What you have to do
Could you copy out everything from the line containing "Segment the concrete" down to the line containing "144 L 0 151", both lines included and the requests too, shifting every vertex coordinate in the outlines up by 104 and leaving the rest unchanged?

┌────────

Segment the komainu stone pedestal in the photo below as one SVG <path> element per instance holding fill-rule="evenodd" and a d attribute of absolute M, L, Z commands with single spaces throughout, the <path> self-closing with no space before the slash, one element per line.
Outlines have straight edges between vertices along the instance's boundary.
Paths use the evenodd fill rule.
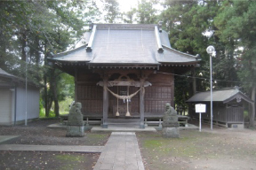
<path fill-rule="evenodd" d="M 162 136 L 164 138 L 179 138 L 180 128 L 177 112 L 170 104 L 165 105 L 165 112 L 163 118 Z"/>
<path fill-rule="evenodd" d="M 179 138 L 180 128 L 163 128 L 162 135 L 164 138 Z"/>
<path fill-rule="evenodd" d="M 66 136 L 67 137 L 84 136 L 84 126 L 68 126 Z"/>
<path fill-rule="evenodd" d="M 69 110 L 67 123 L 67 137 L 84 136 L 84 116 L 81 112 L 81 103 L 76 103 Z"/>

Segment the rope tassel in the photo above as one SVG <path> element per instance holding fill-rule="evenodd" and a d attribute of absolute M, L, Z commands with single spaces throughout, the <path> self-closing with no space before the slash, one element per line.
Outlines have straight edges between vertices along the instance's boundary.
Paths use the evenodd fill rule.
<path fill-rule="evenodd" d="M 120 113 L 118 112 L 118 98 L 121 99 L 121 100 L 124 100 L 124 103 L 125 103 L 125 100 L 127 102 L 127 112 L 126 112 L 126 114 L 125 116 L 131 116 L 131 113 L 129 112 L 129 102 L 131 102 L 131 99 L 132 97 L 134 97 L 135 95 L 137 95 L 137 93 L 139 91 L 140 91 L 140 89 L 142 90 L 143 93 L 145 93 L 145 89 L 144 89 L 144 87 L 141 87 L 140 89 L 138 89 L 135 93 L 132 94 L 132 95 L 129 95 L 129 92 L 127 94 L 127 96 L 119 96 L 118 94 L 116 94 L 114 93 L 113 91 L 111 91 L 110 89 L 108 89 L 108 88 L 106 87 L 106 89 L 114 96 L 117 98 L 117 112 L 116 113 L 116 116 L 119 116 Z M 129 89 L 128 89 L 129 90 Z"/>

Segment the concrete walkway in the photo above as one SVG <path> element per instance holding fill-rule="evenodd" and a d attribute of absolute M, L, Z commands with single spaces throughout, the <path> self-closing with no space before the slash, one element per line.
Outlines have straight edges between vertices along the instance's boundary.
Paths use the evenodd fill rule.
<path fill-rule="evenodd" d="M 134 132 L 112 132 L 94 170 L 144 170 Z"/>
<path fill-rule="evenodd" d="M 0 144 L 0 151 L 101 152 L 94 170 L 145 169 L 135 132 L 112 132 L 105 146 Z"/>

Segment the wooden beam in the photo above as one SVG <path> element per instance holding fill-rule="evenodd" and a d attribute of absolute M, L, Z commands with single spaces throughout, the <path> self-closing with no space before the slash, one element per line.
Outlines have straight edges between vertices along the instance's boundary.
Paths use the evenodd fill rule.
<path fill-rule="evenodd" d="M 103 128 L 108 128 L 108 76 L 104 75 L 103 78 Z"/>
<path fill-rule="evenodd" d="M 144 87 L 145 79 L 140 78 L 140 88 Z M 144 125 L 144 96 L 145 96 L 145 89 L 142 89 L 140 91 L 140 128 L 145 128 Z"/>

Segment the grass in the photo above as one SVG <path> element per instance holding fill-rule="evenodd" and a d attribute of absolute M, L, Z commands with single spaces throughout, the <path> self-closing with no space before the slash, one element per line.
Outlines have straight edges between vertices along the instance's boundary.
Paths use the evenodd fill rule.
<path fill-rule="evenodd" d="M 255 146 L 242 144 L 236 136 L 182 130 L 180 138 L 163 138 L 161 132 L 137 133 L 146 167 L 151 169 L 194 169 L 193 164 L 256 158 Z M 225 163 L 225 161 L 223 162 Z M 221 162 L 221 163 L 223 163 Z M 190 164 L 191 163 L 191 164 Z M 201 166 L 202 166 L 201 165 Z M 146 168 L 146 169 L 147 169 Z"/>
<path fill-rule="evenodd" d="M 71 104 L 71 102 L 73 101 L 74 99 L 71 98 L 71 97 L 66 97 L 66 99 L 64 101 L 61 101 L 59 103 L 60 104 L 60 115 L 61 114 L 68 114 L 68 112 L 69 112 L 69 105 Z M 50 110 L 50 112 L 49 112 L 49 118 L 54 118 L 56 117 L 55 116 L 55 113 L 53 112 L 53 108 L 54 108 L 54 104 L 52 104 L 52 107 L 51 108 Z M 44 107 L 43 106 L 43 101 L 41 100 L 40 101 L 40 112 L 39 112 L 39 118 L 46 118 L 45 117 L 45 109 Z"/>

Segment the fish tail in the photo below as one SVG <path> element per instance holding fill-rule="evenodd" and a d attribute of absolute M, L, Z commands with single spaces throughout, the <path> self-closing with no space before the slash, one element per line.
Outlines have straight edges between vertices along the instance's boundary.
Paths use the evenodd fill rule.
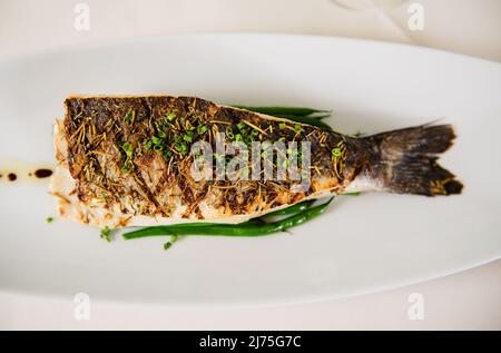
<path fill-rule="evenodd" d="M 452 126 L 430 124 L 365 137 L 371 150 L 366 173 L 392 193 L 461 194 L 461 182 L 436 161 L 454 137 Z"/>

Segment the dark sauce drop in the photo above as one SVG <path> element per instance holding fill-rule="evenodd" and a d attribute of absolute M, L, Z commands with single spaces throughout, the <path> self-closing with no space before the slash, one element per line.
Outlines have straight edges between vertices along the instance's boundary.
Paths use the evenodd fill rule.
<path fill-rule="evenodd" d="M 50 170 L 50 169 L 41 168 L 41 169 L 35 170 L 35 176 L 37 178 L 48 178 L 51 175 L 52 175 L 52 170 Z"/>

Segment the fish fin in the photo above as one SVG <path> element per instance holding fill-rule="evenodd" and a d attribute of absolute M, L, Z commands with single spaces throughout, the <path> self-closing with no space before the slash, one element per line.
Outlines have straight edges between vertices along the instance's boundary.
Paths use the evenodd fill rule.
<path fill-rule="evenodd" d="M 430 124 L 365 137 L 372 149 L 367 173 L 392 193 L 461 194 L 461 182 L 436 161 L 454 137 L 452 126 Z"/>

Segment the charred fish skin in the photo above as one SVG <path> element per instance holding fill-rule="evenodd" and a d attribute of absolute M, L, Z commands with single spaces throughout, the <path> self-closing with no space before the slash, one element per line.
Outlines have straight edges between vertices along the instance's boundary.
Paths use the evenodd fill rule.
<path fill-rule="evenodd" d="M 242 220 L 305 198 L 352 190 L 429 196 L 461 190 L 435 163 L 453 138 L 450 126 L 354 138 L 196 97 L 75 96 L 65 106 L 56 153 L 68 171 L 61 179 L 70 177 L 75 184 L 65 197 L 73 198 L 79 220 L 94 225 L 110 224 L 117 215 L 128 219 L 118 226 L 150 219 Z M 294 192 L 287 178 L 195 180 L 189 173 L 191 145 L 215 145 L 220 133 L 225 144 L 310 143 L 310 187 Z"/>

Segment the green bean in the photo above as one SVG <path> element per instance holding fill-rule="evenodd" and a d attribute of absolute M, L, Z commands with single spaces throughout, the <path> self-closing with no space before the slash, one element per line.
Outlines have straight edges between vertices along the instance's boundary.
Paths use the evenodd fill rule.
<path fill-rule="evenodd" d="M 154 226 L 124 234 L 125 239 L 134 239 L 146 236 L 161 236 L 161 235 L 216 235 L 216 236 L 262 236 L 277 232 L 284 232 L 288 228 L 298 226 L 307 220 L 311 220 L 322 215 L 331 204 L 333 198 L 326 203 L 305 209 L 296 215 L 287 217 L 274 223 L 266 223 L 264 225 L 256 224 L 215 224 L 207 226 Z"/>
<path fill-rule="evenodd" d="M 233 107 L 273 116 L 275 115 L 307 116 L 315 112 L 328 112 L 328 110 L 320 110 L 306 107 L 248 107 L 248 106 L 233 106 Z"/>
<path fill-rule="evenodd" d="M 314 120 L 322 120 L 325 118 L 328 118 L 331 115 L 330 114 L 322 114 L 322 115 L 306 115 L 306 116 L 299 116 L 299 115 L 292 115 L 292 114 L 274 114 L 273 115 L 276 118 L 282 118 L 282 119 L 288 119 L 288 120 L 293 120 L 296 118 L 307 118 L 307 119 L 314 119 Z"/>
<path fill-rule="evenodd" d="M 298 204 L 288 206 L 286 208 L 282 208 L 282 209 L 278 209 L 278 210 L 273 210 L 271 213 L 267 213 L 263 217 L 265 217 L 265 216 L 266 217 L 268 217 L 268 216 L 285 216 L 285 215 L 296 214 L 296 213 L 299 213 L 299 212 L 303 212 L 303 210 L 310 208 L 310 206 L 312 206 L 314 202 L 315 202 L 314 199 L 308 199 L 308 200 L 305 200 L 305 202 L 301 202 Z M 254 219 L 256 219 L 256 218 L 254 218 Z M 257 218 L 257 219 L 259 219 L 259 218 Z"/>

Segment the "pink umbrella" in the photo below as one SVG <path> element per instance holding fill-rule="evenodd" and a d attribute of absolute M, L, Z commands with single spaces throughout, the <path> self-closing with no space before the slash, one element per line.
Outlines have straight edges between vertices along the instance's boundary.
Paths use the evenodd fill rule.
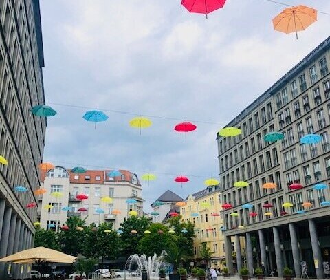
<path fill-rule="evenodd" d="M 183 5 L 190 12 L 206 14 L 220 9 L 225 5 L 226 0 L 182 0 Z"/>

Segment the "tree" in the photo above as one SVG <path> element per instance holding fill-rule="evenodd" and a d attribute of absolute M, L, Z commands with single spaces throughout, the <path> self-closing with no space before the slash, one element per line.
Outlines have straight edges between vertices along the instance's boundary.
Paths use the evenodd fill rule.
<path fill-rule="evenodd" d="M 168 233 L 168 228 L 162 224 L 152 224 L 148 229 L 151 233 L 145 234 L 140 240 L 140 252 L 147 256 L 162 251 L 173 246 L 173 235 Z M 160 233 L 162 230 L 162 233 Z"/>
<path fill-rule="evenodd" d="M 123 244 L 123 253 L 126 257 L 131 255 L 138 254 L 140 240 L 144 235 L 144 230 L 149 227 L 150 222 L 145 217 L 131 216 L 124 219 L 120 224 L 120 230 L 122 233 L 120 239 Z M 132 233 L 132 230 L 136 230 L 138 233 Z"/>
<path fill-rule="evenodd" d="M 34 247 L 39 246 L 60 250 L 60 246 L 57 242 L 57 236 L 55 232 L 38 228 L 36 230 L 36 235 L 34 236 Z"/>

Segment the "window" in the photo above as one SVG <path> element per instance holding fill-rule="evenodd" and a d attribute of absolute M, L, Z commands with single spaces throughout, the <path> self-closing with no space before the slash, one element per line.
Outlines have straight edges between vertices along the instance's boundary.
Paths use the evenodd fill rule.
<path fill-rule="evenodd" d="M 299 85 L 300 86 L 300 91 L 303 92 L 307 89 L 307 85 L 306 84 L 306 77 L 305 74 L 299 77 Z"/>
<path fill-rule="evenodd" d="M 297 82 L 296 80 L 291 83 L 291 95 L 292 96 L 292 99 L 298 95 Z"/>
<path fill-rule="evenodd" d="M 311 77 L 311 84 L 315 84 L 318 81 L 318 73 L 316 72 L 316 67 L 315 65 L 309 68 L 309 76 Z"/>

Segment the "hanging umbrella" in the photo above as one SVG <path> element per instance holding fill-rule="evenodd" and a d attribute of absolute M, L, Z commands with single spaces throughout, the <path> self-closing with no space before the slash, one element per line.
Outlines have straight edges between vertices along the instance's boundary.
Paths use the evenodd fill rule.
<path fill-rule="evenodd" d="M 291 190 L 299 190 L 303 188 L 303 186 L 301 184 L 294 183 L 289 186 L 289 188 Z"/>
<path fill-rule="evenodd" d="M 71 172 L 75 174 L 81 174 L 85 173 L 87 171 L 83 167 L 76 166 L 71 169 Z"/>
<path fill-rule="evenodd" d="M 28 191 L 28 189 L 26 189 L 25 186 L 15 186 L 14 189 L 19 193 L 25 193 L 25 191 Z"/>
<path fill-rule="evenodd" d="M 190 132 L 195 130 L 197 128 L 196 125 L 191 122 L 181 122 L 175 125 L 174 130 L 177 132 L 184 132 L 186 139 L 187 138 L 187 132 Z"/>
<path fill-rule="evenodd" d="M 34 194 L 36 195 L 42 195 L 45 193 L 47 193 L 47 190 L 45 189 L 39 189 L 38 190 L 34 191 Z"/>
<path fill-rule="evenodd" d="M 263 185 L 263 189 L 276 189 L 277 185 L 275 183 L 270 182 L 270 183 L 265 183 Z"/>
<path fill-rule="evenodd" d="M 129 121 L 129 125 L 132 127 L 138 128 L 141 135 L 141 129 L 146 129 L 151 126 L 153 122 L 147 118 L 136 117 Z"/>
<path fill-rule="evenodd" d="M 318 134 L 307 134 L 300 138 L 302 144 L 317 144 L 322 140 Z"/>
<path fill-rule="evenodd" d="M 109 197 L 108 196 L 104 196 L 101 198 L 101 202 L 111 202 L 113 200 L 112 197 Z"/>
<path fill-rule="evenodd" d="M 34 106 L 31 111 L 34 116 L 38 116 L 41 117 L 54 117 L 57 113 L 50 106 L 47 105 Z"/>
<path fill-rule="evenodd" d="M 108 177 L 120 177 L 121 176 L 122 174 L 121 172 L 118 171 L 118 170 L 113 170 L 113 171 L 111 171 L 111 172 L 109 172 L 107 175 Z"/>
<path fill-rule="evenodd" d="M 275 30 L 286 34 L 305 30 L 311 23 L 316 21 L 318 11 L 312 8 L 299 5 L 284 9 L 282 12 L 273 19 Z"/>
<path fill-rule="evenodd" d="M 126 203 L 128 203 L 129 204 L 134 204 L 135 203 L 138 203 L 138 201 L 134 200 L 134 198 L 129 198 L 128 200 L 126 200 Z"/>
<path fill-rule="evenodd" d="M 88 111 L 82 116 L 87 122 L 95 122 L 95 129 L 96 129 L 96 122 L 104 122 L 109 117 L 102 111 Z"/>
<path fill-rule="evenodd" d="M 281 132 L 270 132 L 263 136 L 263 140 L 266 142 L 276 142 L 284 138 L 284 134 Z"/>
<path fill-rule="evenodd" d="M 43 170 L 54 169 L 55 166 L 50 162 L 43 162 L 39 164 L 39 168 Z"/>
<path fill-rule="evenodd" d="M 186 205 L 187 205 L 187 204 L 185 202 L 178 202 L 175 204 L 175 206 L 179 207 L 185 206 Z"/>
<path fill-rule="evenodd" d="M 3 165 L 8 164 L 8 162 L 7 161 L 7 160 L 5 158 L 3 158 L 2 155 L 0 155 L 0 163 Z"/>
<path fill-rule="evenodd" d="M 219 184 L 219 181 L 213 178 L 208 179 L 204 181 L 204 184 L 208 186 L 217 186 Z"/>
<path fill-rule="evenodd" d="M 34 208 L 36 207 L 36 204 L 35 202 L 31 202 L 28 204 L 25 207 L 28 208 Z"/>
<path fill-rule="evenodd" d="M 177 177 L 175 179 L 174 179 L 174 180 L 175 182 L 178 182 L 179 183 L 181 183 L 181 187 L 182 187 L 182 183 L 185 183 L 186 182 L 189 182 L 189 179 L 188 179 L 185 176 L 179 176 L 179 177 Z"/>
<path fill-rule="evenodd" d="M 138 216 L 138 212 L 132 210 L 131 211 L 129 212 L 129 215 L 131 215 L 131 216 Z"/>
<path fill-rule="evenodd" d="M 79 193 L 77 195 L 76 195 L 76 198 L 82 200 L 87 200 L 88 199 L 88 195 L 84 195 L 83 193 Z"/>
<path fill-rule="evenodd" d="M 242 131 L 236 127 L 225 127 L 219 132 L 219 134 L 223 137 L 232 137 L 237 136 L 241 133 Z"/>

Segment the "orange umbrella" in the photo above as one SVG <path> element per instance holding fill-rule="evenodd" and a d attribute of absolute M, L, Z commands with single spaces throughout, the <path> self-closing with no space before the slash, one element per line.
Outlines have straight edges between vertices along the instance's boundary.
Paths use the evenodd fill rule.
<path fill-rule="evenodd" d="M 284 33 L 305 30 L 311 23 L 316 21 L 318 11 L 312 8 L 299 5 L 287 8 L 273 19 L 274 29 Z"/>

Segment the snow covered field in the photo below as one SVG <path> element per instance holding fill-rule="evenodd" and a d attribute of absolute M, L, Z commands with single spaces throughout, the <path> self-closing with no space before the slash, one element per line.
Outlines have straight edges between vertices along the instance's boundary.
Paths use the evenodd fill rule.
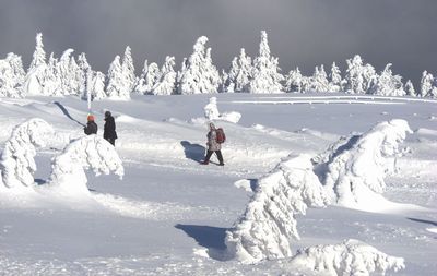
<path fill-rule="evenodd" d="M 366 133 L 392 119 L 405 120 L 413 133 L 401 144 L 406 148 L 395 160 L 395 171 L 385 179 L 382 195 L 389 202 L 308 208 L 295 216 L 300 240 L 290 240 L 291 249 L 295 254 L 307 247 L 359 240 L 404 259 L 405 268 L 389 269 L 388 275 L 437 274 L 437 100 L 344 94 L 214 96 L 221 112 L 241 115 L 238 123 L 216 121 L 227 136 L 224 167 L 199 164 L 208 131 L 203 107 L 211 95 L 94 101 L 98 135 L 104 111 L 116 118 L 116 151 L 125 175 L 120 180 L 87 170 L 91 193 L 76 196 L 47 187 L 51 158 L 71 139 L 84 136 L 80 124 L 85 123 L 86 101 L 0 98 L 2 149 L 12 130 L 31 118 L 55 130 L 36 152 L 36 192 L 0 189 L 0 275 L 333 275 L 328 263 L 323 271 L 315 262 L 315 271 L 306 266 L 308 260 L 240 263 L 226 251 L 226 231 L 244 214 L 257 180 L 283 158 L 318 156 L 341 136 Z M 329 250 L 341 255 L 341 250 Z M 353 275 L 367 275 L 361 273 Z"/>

└────────

Full response
Segment the concrete walkway in the photo above as one SVG <path> element per instance holding fill-rule="evenodd" and a d attribute of absolute M, L, Z commands with single spaces throughout, the <path> self-closing with no space before the slash, one element per line.
Outlines have straight edges between vertices along the instance's boundary.
Paths use the evenodd fill rule.
<path fill-rule="evenodd" d="M 238 236 L 216 236 L 198 274 L 248 274 Z"/>
<path fill-rule="evenodd" d="M 104 248 L 104 255 L 205 256 L 198 274 L 249 273 L 239 236 L 216 236 L 209 250 Z"/>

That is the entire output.